## WORK INSTRUCTIONS
List every line in the records that contains the word "surface".
━━━━━━━━━━━━━━━━━━━━━━━━━━━━━━
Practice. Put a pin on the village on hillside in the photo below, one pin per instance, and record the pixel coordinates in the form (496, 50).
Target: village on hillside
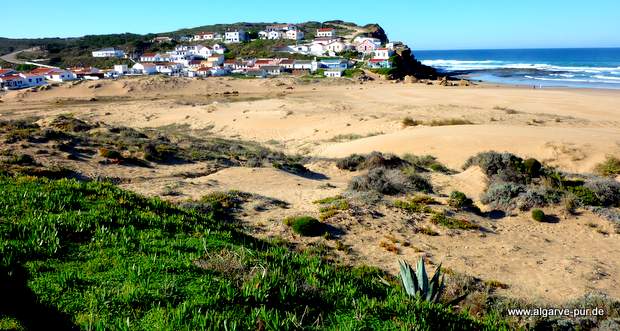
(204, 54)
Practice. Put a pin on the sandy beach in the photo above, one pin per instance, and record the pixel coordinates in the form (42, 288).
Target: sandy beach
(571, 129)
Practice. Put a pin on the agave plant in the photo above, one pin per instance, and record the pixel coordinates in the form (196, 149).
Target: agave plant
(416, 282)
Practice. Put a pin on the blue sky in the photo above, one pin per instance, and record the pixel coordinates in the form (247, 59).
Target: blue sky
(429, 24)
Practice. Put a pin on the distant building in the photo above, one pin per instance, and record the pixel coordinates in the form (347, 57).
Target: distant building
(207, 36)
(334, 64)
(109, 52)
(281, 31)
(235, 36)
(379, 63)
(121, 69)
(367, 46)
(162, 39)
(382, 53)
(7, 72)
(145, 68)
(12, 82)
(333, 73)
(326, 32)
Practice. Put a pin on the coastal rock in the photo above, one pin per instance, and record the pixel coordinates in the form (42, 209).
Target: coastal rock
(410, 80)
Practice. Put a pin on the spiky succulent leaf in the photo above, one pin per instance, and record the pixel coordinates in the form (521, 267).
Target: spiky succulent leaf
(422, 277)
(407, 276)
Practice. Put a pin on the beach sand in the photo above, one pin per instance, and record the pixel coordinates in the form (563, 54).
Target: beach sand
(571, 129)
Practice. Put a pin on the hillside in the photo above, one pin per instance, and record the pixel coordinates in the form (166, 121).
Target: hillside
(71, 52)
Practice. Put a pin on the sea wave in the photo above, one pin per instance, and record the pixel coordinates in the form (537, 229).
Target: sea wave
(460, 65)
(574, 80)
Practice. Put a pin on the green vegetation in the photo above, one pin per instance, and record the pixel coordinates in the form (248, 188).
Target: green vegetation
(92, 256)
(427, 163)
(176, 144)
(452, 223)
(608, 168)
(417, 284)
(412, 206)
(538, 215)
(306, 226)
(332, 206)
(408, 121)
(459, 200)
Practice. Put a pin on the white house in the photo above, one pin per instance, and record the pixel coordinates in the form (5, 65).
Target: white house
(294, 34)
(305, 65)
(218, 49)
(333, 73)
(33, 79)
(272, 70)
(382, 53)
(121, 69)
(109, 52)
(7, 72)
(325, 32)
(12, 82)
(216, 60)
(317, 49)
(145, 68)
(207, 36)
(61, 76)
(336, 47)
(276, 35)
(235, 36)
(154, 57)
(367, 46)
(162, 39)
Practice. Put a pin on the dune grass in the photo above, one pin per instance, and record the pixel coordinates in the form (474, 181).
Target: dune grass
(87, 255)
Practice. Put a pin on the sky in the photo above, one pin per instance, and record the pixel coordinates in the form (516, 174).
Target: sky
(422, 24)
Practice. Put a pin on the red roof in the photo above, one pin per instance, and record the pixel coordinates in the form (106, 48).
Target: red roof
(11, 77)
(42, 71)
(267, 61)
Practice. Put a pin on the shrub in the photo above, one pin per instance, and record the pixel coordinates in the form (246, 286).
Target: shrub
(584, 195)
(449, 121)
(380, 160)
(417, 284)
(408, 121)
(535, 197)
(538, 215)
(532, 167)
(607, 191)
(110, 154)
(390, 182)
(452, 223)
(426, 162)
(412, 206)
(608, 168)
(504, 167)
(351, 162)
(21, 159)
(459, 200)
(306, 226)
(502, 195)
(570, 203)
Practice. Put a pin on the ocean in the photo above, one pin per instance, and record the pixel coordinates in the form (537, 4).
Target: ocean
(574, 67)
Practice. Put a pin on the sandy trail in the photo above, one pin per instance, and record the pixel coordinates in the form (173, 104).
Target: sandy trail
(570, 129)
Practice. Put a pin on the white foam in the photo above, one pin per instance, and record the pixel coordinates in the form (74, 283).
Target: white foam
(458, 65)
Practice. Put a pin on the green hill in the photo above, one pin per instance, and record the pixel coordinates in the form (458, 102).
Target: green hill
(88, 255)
━━━━━━━━━━━━━━━━━━━━━━━━━━━━━━
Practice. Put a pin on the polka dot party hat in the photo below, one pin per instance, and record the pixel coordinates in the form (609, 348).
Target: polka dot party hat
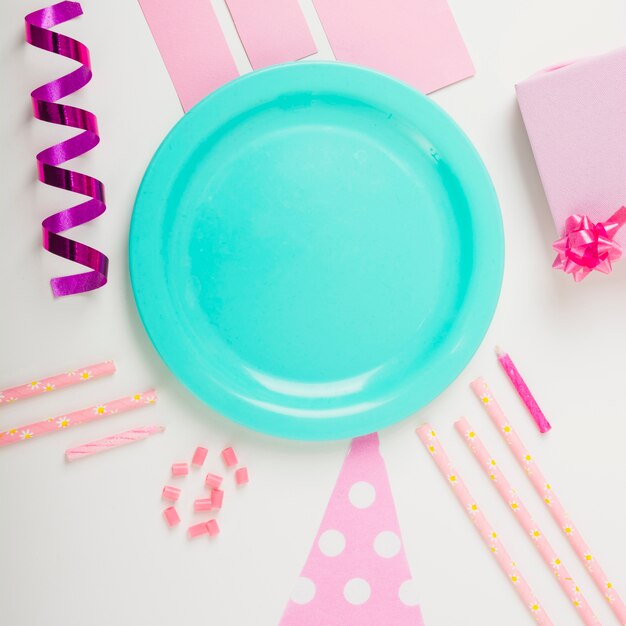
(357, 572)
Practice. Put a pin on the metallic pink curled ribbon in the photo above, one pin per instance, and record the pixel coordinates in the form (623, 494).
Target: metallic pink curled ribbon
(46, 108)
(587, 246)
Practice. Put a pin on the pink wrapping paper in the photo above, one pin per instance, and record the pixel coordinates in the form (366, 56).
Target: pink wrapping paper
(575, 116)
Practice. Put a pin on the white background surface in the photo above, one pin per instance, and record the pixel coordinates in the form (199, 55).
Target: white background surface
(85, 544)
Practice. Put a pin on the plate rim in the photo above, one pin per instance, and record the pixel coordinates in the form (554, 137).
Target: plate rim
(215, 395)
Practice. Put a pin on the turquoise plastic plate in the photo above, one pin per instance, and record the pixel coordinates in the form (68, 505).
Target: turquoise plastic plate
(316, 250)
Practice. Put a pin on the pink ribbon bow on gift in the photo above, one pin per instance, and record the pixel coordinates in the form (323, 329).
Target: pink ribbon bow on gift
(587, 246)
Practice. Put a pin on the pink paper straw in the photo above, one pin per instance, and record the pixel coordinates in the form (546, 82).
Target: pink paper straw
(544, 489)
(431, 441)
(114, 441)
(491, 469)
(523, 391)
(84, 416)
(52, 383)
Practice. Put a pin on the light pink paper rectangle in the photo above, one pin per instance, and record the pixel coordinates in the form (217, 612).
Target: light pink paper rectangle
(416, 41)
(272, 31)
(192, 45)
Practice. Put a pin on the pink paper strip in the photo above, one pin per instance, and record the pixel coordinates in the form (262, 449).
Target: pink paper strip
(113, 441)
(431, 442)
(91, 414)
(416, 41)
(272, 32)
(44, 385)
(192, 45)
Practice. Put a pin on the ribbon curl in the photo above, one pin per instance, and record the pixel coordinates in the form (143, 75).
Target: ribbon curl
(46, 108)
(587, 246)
━━━━━━━━━━━━━━━━━━━━━━━━━━━━━━
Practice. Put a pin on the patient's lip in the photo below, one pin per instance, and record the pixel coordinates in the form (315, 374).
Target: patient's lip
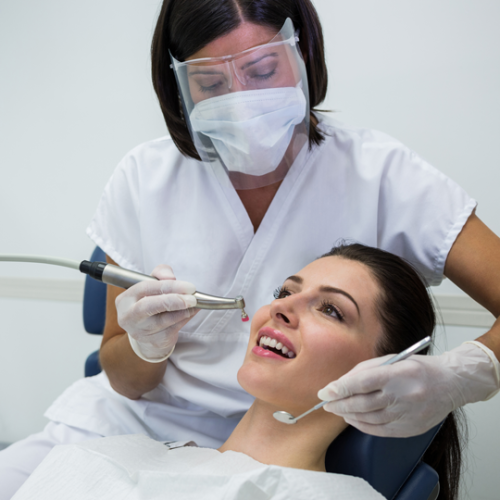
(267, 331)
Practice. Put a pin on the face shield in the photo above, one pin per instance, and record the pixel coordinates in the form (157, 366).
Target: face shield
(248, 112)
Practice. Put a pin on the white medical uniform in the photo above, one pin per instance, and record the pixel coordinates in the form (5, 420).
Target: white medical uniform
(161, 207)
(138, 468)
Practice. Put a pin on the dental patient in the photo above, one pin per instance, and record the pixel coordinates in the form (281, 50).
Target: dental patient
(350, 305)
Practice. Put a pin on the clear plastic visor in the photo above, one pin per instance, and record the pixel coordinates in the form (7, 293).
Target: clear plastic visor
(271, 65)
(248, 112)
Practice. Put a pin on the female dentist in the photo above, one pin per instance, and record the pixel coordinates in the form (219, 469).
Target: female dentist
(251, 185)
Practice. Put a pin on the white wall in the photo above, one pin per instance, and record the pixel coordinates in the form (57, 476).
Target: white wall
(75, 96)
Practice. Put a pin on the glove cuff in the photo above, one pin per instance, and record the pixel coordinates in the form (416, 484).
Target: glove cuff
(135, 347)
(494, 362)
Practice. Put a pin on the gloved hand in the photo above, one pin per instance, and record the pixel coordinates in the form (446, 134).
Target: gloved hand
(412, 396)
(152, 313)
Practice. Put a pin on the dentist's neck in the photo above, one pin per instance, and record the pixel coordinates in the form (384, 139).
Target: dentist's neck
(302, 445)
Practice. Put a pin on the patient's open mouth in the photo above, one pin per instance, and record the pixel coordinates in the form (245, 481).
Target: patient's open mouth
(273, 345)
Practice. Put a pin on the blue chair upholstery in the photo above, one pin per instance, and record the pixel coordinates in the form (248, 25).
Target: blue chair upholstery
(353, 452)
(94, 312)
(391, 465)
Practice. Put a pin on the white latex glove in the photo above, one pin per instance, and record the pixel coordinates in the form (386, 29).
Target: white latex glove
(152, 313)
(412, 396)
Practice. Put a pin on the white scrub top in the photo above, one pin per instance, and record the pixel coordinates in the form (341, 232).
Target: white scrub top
━━━━━━━━━━━━━━━━━━━━━━━━━━━━━━
## TASK RESULT
Practice. Put a pin on the white background surface in the photo above, one pin per instance, and record the pixel coordinates in the form (199, 55).
Target: white background surface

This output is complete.